Location annotation dataset excerpts:
====
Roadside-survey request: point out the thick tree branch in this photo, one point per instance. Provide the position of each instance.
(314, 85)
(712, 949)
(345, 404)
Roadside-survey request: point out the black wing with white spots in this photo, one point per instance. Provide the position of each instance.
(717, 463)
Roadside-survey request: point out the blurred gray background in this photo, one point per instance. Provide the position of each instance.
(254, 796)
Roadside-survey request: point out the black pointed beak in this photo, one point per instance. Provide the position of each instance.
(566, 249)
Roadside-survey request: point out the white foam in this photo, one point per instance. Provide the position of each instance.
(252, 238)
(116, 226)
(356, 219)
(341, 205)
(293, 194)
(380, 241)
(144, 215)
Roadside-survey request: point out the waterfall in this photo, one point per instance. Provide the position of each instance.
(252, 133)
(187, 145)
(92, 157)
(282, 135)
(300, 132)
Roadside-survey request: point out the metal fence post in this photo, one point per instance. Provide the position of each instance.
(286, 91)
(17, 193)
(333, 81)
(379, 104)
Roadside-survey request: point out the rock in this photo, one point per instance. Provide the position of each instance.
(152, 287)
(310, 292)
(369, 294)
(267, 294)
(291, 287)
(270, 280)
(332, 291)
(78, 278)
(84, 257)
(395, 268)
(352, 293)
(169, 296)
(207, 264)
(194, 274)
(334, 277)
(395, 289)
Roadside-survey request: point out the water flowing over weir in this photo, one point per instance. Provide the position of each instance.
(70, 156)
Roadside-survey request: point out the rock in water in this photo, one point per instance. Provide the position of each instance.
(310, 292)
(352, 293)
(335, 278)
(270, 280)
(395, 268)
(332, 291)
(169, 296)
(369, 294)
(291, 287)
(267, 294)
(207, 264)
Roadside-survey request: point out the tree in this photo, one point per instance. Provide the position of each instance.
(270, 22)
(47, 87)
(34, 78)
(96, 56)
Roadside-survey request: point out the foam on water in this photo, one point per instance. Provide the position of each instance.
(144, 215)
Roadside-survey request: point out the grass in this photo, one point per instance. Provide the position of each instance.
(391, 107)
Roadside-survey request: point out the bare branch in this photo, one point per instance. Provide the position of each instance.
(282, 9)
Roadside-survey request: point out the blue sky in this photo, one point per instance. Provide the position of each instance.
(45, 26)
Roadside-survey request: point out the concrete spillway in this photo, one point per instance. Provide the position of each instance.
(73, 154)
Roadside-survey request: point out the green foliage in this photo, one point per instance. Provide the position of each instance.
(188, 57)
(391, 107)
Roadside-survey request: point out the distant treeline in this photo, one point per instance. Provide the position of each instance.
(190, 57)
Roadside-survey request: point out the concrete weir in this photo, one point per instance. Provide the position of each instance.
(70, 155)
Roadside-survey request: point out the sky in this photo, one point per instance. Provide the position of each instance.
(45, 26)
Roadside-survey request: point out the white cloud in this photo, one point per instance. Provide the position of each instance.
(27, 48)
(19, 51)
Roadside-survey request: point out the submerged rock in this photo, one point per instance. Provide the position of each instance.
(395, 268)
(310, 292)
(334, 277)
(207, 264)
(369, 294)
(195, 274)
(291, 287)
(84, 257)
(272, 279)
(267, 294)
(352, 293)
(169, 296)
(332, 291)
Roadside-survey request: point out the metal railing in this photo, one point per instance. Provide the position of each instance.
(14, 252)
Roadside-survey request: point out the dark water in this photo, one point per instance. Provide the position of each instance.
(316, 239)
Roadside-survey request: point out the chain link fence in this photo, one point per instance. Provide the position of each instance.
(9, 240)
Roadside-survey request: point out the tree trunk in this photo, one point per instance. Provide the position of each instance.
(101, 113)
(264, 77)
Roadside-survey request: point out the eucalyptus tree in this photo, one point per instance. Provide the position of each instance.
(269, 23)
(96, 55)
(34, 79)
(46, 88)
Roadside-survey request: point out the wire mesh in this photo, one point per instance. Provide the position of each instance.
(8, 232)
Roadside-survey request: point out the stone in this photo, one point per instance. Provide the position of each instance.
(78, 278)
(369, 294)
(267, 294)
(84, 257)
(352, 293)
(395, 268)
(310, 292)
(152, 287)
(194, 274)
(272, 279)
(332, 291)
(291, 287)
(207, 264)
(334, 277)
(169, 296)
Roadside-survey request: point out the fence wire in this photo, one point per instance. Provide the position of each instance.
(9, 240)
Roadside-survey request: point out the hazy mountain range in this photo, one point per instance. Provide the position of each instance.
====
• WHAT IS ASKED: Print all of the data exactly as it was given.

• COMPLETED TASK:
Roadside-survey request: point out the thick tree branch in this photo, one point per instance. Provide the position of each instance.
(314, 85)
(712, 949)
(345, 404)
Roadside-survey request: point out the black wing with white spots in this photo, one point per instance. Provide the position of each instance.
(717, 463)
Roadside-survey request: point out the blurred gray background in this photo, one point per instance. Provide the position of each instance.
(254, 796)
Roadside-survey request: point out the black pointed beak in this photo, one point per instance. Provide the position of each instance.
(566, 249)
Roadside-survey request: point out the white foam in this photo, one point per instance. Provide the position of each instance.
(252, 238)
(116, 226)
(356, 219)
(341, 205)
(293, 194)
(380, 241)
(144, 215)
Roadside-survey request: point out the waterfall in this photo, one point per instance. Provide the position of each instance.
(252, 133)
(187, 145)
(92, 157)
(282, 135)
(300, 132)
Roadside-survey request: point out the metal fence post in this photo, one point per instance. Provide the position of each instance.
(286, 91)
(17, 193)
(333, 81)
(379, 104)
Roadside-survey request: point out the rock in this photo, one point per instance. Provide the position of each instance.
(152, 287)
(310, 292)
(369, 294)
(267, 294)
(291, 287)
(270, 280)
(332, 291)
(78, 278)
(84, 257)
(395, 268)
(352, 293)
(169, 296)
(207, 264)
(194, 274)
(334, 277)
(395, 289)
Roadside-survey request: point out the water flowing over weir in this photo, one point per instance. Provide the position of each instance.
(70, 156)
Roadside-survey request: point out the rock in water in this photo, one point per instance. Provide the position of each instance.
(310, 292)
(352, 293)
(335, 278)
(270, 280)
(395, 268)
(332, 291)
(169, 296)
(369, 294)
(291, 287)
(267, 294)
(207, 264)
Roadside-survey request: point out the tree in this photo, one point per instance. Provide the position of each instance.
(270, 22)
(47, 87)
(34, 78)
(96, 56)
Roadside-survey request: point out the foam on water in this photo, one point per instance. Provide the position of each instance.
(144, 215)
Roadside-survey request: point out the grass in this photo, one point per instance. Provide the position of each instance.
(391, 107)
Roadside-survey request: point out the bare branch in this photo, one point per instance. Provide the position of each instance.
(282, 9)
Roadside-survey request: point out the blue sky in this photo, one point per instance. Provide the position of each instance.
(45, 26)
Roadside-survey request: point out the concrete spillway in this photo, one point per instance. Provide the position of each instance.
(73, 154)
Roadside-survey request: point out the green foliage in this photo, one point per instance. Provide the position of each instance.
(188, 57)
(391, 107)
Roadside-survey request: point out the distant treeline in this photo, one point per instance. Provide the position of each instance.
(190, 57)
Roadside-survey request: point out the concrete weir in this photo, one point per instance. Provide the position of each instance.
(70, 155)
Roadside-survey request: point out the sky in this photo, one point per instance. Provide the position of each instance.
(45, 26)
Roadside-survey request: point out the white cloud in this photo, one point per instance. Provide the position of each instance.
(27, 48)
(19, 51)
Roadside-survey request: point out the submerged rock in this photo, one point per instance. Provide the position of each instance.
(395, 268)
(310, 292)
(334, 277)
(207, 264)
(369, 294)
(195, 274)
(291, 287)
(84, 257)
(272, 279)
(267, 294)
(352, 293)
(169, 296)
(332, 291)
Roadside-survey request: point out the metal railing in this photo, one point per instance. Provide the position of each instance.
(14, 252)
Roadside-survey request: point out the dark water in this photo, one point per instance. Provide the position of each instance.
(316, 239)
Roadside-survey request: point out the chain link fence in this photo, one point per instance. Provide the position of each instance.
(9, 240)
Roadside-survey request: point out the tree trunk in this photo, one point per instance. Provide the position of each instance.
(101, 113)
(264, 77)
Roadside-survey request: point out the eucalyptus tree in this photo, one point per instance. Provide the position of each instance.
(269, 23)
(96, 55)
(34, 79)
(46, 88)
Roadside-survey request: point out the wire mesh in this photo, one point per instance. Provide the position of each instance.
(8, 232)
Roadside-survey request: point out the stone in this photo, one point per instance. Provide the position of each instance.
(78, 278)
(369, 294)
(267, 294)
(84, 257)
(352, 293)
(395, 268)
(310, 292)
(152, 287)
(194, 274)
(272, 279)
(332, 291)
(291, 287)
(207, 264)
(334, 277)
(169, 296)
Roadside-survey request: point out the fence wire in this photo, one point per instance. Provide the position of each instance.
(9, 240)
Roadside-survey request: point out the hazy mountain range in this photo, one point per instance. Provide the position of each instance.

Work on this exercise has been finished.